— Start THE RECORDS —

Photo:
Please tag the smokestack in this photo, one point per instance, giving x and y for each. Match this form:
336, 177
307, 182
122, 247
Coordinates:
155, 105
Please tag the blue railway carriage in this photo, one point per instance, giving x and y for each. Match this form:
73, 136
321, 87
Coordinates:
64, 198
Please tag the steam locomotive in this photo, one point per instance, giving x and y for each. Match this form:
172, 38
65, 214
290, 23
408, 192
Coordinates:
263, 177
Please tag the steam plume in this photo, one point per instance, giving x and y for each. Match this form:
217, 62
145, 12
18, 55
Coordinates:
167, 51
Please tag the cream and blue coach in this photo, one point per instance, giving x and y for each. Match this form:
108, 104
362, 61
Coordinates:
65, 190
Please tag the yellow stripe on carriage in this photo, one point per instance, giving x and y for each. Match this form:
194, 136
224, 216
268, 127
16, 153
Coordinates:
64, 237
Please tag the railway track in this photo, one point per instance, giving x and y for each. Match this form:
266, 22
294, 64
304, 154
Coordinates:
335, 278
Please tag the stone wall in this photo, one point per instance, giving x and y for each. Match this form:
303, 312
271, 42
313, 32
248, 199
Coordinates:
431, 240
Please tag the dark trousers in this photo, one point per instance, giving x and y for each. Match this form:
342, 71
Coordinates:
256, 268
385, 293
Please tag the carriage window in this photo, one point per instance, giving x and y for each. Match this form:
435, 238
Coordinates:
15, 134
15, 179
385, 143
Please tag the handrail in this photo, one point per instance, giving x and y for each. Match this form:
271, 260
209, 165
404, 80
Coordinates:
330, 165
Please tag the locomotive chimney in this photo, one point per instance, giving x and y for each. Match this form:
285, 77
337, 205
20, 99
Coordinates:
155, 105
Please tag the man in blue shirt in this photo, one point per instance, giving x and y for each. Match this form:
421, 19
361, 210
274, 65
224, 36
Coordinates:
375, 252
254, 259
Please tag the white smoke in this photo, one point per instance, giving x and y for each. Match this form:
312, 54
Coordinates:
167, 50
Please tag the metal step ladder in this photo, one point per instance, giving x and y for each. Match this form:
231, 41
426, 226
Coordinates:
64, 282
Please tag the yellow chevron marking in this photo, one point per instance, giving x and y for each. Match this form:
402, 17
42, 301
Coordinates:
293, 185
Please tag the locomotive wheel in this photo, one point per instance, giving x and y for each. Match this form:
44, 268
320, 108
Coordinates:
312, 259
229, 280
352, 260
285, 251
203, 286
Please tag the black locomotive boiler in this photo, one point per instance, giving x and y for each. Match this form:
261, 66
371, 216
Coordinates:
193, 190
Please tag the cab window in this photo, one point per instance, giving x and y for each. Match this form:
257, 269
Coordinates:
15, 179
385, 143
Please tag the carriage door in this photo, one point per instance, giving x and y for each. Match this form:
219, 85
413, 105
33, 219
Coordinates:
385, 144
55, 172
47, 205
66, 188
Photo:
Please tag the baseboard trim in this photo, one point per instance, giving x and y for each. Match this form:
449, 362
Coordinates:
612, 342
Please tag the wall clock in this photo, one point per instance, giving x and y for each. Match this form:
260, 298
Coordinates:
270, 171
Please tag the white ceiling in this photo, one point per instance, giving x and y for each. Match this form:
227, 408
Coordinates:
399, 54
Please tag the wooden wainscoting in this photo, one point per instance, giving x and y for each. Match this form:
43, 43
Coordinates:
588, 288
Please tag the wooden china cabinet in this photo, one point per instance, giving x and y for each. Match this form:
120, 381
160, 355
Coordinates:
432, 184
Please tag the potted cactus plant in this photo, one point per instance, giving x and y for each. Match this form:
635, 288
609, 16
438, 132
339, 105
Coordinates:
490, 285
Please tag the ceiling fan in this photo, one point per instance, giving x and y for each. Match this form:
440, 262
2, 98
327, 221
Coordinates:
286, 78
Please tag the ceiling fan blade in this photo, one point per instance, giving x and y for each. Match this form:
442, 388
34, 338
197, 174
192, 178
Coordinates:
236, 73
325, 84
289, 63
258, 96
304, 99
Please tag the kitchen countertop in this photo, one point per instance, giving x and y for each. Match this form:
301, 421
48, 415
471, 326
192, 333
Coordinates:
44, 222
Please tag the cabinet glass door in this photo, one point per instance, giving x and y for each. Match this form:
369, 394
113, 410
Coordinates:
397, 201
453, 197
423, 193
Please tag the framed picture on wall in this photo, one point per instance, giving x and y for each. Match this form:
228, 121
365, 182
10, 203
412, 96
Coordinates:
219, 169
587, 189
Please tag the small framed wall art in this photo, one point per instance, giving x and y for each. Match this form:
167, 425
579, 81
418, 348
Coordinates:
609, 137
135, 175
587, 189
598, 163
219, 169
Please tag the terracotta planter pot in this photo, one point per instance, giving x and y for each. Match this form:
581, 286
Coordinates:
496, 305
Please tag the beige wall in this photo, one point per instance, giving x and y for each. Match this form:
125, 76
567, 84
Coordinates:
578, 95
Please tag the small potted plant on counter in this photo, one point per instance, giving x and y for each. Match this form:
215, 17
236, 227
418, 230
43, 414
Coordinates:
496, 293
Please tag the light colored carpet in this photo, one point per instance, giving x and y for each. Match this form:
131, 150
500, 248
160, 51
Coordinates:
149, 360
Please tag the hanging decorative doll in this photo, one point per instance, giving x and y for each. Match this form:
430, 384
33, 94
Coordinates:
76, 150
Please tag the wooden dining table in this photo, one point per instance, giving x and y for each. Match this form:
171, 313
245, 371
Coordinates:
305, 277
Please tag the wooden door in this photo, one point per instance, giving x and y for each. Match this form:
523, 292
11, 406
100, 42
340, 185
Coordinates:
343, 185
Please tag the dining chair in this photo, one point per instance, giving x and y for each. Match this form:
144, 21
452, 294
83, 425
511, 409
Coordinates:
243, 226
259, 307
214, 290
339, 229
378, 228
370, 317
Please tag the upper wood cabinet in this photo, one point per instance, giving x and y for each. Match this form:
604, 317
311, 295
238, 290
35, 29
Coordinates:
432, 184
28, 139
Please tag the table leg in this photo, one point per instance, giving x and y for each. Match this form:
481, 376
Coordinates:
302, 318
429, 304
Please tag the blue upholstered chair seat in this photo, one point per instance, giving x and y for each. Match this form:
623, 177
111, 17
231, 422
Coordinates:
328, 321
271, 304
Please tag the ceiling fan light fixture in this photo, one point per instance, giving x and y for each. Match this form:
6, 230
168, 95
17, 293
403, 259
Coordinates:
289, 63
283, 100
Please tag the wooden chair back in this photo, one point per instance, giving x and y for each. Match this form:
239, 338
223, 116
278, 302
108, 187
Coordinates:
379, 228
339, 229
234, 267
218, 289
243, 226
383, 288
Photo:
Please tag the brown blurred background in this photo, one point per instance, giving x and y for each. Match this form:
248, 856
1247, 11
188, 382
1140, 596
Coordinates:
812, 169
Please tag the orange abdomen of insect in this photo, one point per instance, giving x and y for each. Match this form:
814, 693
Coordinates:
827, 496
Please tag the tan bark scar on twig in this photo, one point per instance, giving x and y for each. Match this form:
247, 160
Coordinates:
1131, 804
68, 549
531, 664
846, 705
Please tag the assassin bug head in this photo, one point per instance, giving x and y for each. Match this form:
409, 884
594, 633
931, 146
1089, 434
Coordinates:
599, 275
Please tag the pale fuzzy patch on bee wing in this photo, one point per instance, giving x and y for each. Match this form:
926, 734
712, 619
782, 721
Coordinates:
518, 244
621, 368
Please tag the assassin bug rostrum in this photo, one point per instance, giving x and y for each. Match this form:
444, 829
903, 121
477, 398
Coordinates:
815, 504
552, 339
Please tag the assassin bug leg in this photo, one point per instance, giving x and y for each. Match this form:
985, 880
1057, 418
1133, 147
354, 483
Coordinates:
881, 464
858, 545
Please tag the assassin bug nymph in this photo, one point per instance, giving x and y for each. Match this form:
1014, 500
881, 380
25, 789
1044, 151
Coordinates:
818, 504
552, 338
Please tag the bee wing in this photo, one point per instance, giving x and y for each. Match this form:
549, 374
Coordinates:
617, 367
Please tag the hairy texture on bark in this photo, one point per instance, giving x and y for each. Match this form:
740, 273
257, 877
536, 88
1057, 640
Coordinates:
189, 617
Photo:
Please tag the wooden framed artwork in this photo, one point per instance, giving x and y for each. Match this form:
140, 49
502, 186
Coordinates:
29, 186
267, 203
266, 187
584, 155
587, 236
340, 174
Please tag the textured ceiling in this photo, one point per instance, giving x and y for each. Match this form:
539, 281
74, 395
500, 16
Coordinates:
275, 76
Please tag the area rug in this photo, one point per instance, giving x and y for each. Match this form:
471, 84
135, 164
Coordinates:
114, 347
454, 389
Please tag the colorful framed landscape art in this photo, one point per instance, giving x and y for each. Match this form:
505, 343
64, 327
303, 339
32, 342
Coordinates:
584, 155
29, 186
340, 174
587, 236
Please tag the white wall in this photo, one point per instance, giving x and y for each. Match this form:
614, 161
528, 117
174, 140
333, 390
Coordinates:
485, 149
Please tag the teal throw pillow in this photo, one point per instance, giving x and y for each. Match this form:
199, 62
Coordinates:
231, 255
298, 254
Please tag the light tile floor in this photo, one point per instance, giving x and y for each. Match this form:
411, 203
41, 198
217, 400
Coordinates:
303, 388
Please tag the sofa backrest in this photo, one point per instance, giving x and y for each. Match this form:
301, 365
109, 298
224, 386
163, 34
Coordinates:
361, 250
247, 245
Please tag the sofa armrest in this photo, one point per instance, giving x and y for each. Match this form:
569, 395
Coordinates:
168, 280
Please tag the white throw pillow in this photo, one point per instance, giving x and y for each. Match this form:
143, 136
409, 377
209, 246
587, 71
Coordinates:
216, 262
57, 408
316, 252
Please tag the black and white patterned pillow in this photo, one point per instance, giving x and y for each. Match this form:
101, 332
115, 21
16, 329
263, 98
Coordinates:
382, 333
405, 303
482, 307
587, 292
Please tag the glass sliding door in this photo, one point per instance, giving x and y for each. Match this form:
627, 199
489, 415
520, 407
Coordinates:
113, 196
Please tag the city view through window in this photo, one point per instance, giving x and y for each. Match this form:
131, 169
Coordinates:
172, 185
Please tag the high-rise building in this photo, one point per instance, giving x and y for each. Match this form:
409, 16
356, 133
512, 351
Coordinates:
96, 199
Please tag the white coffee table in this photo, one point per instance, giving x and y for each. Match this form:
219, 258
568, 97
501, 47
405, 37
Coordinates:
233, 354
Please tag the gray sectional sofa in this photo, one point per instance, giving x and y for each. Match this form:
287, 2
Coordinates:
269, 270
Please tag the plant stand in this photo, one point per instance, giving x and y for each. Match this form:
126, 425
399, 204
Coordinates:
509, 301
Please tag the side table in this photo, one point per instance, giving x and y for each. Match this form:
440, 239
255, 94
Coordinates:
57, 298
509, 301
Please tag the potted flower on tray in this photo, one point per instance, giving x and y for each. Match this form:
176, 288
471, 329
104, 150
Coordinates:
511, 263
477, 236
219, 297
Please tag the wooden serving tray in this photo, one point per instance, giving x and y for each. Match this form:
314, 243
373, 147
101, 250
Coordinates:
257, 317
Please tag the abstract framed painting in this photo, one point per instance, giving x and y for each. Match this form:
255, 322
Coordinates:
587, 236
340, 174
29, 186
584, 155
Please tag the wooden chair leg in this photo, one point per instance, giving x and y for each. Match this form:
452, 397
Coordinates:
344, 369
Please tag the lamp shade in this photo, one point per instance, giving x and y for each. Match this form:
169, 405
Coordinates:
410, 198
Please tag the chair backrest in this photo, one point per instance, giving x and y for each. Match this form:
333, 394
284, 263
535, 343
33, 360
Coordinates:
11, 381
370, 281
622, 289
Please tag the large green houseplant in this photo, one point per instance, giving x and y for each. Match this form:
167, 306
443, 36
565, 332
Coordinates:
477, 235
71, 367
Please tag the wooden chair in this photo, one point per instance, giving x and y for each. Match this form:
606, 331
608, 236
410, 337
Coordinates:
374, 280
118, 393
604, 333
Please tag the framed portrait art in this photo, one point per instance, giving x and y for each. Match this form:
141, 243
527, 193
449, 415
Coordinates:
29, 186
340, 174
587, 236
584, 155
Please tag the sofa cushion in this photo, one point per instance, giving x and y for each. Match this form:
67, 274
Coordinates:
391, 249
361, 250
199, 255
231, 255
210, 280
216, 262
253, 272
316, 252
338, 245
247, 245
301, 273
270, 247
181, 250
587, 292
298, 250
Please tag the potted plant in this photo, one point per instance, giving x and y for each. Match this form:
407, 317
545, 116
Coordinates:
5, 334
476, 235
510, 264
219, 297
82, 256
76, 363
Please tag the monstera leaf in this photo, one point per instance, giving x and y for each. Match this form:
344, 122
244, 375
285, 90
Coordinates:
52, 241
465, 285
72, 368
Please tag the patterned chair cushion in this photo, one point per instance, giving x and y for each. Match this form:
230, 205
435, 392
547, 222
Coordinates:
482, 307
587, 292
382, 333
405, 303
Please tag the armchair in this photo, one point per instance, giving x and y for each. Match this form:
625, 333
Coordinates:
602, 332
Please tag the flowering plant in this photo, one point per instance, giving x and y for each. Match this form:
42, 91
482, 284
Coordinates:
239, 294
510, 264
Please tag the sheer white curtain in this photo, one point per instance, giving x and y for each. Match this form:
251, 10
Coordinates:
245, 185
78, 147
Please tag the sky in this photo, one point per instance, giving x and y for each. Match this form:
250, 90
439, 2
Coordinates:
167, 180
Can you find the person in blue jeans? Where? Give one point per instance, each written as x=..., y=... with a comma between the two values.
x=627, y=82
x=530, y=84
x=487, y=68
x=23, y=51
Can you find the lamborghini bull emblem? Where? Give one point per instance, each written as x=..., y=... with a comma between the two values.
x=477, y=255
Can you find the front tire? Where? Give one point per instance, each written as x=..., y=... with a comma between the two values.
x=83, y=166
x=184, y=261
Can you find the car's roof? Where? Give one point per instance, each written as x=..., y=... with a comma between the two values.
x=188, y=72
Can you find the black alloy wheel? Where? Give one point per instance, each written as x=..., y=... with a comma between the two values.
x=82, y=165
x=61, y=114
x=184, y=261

— End THE RECORDS —

### INSTRUCTIONS FOR THE TASK
Your task is to extract the lines running from the one with "Please tag the flowering" to the end of the material, inclusive, copying each exactly and adding nothing.

### OUTPUT FOR THIS EXERCISE
Please tag the flowering plant in this photo, one point per instance, giving x and y for each. Match this form:
42, 91
482, 284
Coordinates:
239, 294
510, 264
Please tag the sheer white curtain in this photo, one point per instance, giving x and y for each. Match this form:
251, 10
Coordinates:
245, 185
78, 147
Please tag the sky in this photo, one point per instance, giving x and y for each. Match this form:
250, 90
439, 2
Coordinates:
167, 180
Can you find the person in blue jeans? Where? Give one point per instance, each written as x=..., y=... with a comma between the two values.
x=627, y=82
x=530, y=84
x=487, y=68
x=23, y=51
Can you find the lamborghini bull emblem? Where? Give one point per instance, each written as x=..., y=... with a comma between the two values.
x=477, y=255
Can you find the front tire? Where? Give one point per instance, each written as x=..., y=... with a comma between the two values.
x=83, y=166
x=184, y=261
Can you find the car's roof? Where? Give one point per instance, each written as x=..., y=... with a comma between the two values.
x=188, y=72
Can you find the black alloy wheel? Where? Give one point per instance, each written as x=..., y=... with a comma between the two values.
x=82, y=165
x=61, y=114
x=184, y=261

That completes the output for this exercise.